-- Begin LISTED ENTRIES --
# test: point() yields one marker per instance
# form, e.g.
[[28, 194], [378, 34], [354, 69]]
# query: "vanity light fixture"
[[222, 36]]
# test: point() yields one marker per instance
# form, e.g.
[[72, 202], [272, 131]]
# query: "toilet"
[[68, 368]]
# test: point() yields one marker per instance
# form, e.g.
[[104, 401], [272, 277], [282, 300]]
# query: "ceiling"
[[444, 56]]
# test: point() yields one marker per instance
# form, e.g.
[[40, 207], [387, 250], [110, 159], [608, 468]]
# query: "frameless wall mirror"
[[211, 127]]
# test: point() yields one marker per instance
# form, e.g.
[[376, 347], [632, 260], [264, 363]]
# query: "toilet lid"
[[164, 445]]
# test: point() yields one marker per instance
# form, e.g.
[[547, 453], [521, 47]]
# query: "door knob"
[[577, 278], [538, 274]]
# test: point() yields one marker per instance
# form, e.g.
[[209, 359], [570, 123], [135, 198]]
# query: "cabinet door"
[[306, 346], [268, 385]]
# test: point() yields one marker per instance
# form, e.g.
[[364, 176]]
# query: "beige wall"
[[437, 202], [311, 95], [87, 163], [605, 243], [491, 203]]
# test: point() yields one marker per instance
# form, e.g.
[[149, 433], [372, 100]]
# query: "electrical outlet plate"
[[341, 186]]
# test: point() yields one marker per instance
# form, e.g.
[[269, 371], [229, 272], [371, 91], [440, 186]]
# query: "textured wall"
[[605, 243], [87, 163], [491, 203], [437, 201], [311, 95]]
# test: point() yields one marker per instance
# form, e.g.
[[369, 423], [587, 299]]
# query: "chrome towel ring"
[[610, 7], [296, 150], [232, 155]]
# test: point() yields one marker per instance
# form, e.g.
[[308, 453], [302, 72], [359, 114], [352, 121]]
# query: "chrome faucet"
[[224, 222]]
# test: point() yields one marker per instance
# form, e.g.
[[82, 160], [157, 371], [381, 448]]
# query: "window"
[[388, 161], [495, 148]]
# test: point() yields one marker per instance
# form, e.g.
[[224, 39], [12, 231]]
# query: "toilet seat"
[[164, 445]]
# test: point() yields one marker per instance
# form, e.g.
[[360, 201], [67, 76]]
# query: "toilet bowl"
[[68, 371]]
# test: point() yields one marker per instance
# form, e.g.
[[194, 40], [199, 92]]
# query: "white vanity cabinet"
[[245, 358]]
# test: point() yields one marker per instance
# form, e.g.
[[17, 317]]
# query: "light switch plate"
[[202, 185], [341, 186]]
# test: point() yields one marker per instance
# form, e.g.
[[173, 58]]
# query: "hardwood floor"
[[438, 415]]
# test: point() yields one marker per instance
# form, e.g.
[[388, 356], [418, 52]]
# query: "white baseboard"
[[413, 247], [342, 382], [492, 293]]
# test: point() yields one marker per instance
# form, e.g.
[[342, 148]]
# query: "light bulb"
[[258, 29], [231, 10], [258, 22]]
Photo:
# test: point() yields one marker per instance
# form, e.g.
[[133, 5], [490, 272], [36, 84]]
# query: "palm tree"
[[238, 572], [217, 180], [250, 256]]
-- End LISTED ENTRIES --
-- Begin LISTED ENTRIES --
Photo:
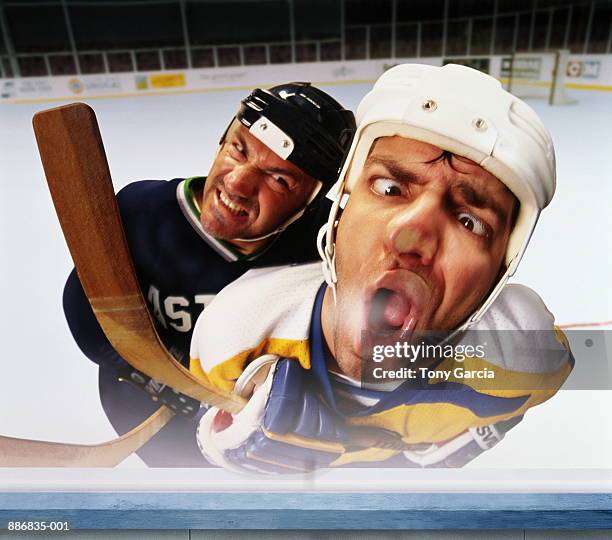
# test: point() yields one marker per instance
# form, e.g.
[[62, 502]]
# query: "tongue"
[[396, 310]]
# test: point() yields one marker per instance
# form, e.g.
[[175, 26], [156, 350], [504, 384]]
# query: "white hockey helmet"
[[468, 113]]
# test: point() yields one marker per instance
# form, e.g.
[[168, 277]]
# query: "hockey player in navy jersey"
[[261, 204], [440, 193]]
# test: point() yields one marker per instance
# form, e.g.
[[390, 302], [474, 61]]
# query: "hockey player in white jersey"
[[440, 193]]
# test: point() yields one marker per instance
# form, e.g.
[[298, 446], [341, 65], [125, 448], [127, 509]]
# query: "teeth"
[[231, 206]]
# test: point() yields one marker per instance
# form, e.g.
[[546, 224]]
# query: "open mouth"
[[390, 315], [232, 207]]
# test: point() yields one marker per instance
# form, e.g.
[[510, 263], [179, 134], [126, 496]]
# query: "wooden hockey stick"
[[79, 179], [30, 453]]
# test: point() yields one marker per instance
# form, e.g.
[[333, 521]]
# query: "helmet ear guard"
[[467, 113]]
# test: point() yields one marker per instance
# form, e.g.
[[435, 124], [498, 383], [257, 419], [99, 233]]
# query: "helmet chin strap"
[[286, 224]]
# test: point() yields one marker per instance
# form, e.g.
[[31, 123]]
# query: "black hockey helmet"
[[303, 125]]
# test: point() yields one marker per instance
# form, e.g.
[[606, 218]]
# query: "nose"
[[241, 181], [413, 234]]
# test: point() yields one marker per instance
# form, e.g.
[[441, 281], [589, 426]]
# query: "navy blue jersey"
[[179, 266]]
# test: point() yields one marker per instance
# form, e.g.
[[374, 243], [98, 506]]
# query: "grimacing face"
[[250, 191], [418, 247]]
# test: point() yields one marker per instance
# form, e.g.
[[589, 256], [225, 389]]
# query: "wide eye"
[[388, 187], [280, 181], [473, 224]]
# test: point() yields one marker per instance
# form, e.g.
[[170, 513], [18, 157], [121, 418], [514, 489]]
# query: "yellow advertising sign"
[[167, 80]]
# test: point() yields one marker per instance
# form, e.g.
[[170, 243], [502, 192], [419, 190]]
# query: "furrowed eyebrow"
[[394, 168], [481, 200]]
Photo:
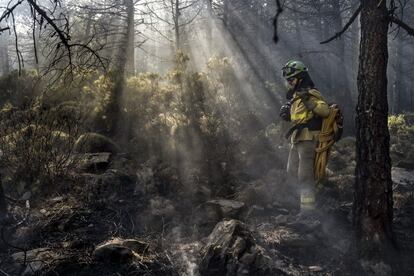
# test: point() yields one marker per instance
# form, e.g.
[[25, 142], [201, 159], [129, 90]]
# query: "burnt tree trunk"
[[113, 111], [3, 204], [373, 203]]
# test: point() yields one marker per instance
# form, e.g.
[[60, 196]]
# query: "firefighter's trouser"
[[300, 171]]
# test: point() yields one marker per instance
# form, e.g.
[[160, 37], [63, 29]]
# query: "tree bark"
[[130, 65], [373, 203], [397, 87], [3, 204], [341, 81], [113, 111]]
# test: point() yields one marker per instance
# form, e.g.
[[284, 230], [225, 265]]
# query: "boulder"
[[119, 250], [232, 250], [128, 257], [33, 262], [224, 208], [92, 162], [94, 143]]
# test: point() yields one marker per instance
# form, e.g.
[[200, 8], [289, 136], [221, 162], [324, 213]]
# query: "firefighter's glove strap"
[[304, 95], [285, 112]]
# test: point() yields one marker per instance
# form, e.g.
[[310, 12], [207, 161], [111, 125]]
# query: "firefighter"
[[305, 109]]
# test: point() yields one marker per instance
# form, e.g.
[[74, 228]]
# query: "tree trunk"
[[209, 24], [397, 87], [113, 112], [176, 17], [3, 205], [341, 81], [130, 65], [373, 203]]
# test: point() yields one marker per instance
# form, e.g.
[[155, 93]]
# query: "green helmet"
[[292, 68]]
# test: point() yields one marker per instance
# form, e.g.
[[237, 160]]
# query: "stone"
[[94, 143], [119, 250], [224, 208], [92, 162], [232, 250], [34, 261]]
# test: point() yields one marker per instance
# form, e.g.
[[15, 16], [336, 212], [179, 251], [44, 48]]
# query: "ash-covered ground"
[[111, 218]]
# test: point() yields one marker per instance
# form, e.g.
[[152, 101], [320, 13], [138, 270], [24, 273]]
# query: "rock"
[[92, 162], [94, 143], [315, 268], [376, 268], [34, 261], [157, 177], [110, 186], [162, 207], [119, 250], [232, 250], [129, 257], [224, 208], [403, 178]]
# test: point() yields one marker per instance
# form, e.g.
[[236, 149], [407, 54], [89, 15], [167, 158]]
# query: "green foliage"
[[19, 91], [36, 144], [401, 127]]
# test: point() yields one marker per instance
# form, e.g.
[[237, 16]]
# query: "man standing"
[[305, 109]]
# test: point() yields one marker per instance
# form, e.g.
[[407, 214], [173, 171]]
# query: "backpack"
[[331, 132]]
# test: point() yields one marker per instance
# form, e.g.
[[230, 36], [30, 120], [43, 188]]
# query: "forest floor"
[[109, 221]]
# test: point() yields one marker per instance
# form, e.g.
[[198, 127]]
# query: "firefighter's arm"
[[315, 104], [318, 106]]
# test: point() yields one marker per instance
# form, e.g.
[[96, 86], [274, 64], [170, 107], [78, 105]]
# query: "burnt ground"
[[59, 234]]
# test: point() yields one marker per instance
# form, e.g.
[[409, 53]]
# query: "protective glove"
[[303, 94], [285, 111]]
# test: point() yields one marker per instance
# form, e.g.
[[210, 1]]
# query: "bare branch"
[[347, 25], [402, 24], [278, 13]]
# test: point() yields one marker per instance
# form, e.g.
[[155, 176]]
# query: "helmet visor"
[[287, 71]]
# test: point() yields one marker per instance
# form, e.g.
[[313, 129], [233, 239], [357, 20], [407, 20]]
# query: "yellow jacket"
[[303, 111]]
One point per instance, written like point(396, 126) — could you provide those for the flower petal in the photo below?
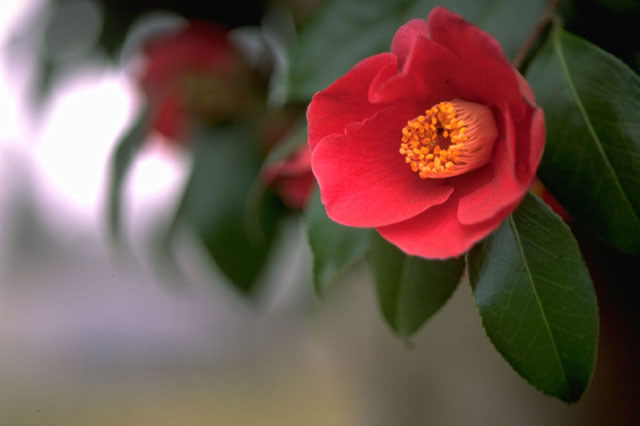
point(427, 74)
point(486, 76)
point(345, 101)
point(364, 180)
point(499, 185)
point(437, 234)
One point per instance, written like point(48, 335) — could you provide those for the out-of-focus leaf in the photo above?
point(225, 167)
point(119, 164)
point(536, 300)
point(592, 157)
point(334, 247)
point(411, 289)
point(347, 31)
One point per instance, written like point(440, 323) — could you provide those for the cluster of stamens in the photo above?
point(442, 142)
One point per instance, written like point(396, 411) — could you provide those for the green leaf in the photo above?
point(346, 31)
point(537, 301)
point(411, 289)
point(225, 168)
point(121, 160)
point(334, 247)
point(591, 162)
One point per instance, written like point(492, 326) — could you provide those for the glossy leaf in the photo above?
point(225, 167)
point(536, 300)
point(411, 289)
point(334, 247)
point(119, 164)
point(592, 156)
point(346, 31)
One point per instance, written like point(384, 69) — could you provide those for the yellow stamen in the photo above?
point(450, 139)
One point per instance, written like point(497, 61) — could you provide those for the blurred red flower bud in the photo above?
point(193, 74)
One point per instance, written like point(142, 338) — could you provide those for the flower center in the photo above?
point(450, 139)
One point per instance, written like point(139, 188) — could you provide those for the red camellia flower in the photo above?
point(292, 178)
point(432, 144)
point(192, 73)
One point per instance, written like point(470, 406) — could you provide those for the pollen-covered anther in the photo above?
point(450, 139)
-- End LISTED ENTRIES --
== PROBLEM DESCRIPTION ==
State how many lines of the items above contain the string "burnt". Give only the number.

== SOLUTION ==
2